> **EXERCISE DESCRIPTION**: Print the listing in full, keeping every line exactly as it is.

%%

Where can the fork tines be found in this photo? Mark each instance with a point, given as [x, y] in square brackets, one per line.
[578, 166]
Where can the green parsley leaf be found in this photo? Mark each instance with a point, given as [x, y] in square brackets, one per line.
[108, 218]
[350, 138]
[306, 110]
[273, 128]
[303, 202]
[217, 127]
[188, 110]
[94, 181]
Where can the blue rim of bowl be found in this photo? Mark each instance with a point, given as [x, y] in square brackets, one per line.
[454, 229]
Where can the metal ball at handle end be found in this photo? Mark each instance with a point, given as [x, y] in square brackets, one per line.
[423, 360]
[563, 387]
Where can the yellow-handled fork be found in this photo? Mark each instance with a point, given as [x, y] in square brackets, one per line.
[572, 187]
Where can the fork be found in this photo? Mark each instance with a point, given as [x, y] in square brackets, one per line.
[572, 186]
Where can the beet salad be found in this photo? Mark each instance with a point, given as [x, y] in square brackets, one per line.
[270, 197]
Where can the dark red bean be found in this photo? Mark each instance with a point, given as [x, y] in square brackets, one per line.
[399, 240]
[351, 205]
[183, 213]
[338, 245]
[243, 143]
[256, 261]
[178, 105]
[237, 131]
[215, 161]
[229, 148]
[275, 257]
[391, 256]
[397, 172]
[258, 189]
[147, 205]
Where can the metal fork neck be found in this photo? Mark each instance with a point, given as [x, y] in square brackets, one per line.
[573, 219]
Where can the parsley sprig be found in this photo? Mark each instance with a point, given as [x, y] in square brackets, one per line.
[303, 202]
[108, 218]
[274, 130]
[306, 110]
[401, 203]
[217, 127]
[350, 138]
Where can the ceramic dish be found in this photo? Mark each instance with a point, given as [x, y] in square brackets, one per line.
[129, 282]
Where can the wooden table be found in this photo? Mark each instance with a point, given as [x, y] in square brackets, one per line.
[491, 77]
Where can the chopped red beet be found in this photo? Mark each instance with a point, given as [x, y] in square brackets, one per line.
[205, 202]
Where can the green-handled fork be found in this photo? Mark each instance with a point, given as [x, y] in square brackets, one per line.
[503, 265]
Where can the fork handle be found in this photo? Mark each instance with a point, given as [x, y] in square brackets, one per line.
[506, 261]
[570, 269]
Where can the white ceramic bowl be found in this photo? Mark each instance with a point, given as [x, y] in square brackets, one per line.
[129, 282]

%%

> **PROBLEM SOLUTION**:
Where can the fork tines be found in this photo? Mark each instance with a point, given as [x, y] in square brackets, one per line.
[578, 166]
Where can the green parsley leaf be found in this photo? Mark each instance with a point, given as [x, y] in square brackets, one per line.
[108, 218]
[350, 138]
[306, 110]
[273, 128]
[303, 202]
[217, 127]
[188, 110]
[94, 181]
Where can the blue rim of bowl be found in this photo? Mark each instance with a point, given as [x, y] in square brackets, one per line.
[454, 229]
Where can the metal ball at handle end be found in this photo? Mark each instance with a point, given as [x, y] in square brackets, one per line.
[423, 360]
[563, 387]
Where can the yellow-handled fork be found in this photo? Mark each instance with a point, given as [x, y] in square brackets, one per line.
[572, 187]
Where can the fork be found in this photo? Mark each instance with a point, given as [x, y] in square brackets, one per line.
[572, 186]
Where can the beet salad be found in this photo? Mark each instance with a point, given as [x, y] in square brackets, one per line.
[270, 197]
Where can the dark red bean be found in this photo? Mark each instance with a point, given as [x, y] in square brackets, one per line.
[399, 240]
[351, 205]
[183, 213]
[338, 245]
[243, 143]
[256, 261]
[178, 105]
[237, 131]
[215, 161]
[229, 148]
[275, 257]
[391, 256]
[397, 172]
[258, 189]
[147, 205]
Where can the metal fork neck be found in this photo? Mark each instance with a point, given as [x, y] in square brackets, one per line.
[573, 219]
Where can the parsley sprig be found in this photo? Mark each instance with a point, given as [x, y] in square brackets, one per line.
[303, 202]
[108, 218]
[274, 130]
[306, 110]
[401, 203]
[217, 127]
[350, 138]
Where can the ceramic dish be found in this photo? Mark each instance with a point, given as [x, y] in square brackets, one per line.
[129, 282]
Where can the wooden table be found in this photo? Mark each instance with a point, given as [x, y] in square brackets, one per line.
[491, 77]
Where can the chopped red beet be found in this photo? Mark each instance with a point, given as [x, y] in square brackets, one per line.
[205, 202]
Where can the green-handled fork be found in this photo? Mark each instance with a point, given as [x, y] in square brackets, one per line.
[503, 265]
Where can the fork handle be found in this photo? Mark each instance with a point, given as [x, y] in square brackets, one per line.
[506, 261]
[570, 269]
Where can the white ceramic bowl be found in this photo? Mark each instance with a point, given as [x, y] in square brackets, one per line.
[129, 282]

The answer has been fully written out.